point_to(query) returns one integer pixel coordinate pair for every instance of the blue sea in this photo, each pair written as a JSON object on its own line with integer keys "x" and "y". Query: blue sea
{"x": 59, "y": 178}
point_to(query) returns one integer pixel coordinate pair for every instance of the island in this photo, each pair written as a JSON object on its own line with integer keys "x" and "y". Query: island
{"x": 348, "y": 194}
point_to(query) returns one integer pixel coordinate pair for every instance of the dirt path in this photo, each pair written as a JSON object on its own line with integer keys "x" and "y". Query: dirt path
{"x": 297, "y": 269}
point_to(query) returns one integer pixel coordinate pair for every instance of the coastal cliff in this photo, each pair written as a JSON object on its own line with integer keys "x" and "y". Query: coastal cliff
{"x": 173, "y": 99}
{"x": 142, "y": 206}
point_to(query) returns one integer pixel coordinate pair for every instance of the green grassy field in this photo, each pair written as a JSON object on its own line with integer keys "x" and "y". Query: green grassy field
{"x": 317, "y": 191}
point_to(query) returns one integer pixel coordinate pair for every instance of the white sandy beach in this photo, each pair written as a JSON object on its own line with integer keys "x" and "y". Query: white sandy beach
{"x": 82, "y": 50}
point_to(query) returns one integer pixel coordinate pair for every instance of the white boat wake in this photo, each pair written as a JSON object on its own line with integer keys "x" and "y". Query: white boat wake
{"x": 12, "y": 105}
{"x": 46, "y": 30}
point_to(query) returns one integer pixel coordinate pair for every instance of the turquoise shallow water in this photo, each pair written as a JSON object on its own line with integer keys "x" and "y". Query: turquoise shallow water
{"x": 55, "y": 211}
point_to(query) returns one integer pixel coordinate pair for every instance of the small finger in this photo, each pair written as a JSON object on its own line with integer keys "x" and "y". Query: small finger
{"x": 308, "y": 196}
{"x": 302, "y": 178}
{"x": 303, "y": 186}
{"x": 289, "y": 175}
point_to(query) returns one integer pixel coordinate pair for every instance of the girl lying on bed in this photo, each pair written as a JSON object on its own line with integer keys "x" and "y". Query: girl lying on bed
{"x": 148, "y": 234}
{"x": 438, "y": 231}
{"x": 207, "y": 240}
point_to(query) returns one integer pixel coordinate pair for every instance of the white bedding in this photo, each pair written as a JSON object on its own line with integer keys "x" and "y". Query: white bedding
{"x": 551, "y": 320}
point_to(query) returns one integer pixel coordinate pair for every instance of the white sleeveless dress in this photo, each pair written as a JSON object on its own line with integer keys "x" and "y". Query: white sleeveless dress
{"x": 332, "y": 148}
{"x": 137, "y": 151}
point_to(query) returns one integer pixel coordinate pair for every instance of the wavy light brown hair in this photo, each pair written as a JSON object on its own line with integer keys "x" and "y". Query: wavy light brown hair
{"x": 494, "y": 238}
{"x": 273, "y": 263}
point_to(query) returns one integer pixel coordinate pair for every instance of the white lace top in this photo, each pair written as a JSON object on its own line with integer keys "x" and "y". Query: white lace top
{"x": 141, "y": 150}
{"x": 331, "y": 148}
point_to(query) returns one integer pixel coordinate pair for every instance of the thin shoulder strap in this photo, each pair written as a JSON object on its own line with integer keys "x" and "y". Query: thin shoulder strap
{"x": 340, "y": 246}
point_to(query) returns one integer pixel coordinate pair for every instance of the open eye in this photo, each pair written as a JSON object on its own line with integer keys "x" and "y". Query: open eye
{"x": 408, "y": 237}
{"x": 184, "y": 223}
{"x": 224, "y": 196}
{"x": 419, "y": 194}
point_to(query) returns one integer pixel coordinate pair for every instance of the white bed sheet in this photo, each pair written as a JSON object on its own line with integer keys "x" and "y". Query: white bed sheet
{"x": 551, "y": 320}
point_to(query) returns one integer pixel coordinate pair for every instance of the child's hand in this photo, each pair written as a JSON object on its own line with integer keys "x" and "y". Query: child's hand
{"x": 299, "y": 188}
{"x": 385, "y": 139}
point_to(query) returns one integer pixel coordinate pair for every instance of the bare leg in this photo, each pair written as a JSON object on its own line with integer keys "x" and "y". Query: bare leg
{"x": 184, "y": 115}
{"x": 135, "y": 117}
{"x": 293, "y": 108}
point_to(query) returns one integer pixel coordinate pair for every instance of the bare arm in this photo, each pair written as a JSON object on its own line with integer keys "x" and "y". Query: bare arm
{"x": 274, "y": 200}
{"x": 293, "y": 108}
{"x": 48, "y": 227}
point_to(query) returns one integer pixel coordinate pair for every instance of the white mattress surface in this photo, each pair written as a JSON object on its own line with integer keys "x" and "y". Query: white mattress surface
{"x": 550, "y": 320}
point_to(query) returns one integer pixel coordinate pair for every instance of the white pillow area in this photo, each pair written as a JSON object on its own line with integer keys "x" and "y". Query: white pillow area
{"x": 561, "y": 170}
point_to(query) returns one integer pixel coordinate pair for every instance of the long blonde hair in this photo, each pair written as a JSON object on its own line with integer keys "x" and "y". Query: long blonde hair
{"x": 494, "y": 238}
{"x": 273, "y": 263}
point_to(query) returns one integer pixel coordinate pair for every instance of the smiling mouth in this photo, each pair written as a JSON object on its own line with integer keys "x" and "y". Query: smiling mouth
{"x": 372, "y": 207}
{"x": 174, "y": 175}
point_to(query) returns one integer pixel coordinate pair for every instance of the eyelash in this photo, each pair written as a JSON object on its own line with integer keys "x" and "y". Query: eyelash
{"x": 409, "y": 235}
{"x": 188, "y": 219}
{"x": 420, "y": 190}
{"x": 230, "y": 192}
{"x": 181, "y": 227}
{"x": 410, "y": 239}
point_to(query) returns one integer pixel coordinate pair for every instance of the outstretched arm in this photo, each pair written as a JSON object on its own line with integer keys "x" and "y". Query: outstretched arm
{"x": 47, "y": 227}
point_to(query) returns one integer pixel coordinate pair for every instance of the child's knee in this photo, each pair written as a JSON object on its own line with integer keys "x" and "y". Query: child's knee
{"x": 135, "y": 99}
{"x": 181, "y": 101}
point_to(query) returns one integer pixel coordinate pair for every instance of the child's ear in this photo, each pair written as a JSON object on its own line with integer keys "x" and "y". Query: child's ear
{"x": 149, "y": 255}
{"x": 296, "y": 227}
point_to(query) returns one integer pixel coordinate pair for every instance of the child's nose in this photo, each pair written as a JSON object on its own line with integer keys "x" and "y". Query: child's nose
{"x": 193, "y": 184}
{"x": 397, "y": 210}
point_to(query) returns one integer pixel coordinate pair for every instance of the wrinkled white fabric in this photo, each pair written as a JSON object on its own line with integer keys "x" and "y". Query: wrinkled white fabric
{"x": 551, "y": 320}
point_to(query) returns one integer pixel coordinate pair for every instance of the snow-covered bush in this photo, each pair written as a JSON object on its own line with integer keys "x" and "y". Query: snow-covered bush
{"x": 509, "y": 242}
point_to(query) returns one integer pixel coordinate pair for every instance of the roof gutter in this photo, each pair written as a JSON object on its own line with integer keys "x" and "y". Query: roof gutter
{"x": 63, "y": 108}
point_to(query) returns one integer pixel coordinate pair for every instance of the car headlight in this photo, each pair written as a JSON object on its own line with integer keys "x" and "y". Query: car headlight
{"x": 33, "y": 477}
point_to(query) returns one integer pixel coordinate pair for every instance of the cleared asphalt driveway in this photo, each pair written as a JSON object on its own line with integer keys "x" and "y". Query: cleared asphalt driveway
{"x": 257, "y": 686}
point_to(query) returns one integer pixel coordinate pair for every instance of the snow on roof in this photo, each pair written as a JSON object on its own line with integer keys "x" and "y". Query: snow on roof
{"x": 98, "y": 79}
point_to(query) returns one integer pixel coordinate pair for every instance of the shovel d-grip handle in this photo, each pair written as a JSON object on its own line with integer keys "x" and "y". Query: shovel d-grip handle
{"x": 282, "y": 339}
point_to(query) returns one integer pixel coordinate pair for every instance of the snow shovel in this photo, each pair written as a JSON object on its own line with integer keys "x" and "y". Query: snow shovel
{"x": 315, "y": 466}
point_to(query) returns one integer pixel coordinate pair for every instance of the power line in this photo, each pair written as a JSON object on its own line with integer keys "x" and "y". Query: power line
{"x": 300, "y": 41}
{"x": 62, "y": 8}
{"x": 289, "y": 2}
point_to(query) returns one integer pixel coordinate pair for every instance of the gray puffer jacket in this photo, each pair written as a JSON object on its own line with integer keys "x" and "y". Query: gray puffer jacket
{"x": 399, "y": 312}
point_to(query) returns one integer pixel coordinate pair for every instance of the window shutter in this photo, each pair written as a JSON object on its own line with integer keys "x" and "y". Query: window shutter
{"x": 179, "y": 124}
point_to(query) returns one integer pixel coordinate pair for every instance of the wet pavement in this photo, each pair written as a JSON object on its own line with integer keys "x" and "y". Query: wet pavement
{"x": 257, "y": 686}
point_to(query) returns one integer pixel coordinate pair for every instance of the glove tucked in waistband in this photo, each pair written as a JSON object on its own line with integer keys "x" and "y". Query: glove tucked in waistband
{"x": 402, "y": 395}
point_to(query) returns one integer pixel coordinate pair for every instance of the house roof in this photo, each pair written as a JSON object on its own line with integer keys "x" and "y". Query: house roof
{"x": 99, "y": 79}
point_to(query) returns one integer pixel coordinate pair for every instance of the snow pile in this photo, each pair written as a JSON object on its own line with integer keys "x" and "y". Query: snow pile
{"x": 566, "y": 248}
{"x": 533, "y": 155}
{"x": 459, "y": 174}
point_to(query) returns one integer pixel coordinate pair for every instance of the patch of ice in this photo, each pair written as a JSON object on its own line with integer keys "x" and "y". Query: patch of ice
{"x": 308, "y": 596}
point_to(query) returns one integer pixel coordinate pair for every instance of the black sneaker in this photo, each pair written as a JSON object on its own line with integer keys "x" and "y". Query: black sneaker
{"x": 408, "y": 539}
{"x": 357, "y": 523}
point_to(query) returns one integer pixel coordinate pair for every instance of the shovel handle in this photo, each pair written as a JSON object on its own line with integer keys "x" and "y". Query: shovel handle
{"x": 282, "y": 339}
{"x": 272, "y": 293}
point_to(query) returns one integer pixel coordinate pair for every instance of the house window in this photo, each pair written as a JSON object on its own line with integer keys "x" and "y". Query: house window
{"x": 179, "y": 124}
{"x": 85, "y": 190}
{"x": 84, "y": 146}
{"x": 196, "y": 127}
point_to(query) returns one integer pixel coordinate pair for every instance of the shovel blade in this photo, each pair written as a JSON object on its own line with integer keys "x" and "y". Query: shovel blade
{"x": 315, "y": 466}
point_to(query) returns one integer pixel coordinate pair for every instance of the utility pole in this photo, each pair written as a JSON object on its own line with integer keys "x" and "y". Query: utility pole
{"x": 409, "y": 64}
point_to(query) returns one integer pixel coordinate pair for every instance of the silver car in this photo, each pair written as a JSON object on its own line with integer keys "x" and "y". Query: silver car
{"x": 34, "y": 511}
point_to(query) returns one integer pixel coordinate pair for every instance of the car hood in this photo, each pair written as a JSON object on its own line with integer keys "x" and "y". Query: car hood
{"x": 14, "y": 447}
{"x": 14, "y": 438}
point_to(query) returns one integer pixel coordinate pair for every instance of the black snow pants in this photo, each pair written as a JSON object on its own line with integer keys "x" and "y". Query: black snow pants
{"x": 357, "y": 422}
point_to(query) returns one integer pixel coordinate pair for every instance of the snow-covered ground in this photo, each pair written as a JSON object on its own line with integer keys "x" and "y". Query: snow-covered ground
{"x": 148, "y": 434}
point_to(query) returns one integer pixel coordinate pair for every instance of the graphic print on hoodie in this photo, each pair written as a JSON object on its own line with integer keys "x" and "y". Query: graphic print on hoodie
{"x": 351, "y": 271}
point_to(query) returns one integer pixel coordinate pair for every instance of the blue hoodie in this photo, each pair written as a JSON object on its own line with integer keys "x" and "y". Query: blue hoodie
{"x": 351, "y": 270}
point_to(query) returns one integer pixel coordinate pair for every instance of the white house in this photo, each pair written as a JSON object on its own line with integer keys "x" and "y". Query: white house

• **REQUIREMENTS**:
Find the line containing "Query: utility pole" in the material above. Print it and every line after it through the end, exactly and only those.

• **FULL SOLUTION**:
point_to(query) returns one integer pixel coordinate pair for every instance of the utility pole in this photo, each pair written as a JSON object on its own line with integer keys "x" and "y". Query: utility pole
{"x": 409, "y": 64}
point_to(query) returns one integer pixel coordinate pair for every instance of the silver car in this photo, each pair written as a JSON object on its own line with integer keys "x" and "y". Query: silver car
{"x": 34, "y": 511}
point_to(query) returns one integer pixel coordinate pair for every instance of the car hood in this photo, each pair written as a JSON object on its own line with integer keys "x" and "y". Query: car hood
{"x": 14, "y": 447}
{"x": 14, "y": 438}
point_to(query) returns one integer pixel coordinate pair for every instance of the black snow pants in this photo, each pair written as a JSON object on its own line with integer keys "x" and "y". Query: black snow pants
{"x": 357, "y": 422}
point_to(query) returns one integer pixel coordinate pair for every instance of the snow-covered ground in this photo, each pair written as a JSON object on its own line with integer keys "x" and "y". Query: snow-covered ground
{"x": 148, "y": 434}
point_to(query) returns one integer pixel coordinate pair for every instance of the graphic print on hoodie in this photo, each pair written as a JSON object on its own line with integer keys "x" and "y". Query: graphic print on hoodie
{"x": 351, "y": 271}
point_to(query) returns one integer pixel coordinate pair for every instance of the blue hoodie in this photo, each pair written as a JSON object on its own line with integer keys "x" and "y". Query: blue hoodie
{"x": 351, "y": 270}
point_to(query) returns one integer pixel coordinate pair for every instance of the white house in this photo, each pair written as a JSON object on its own line with integer keys "x" and "y". Query: white house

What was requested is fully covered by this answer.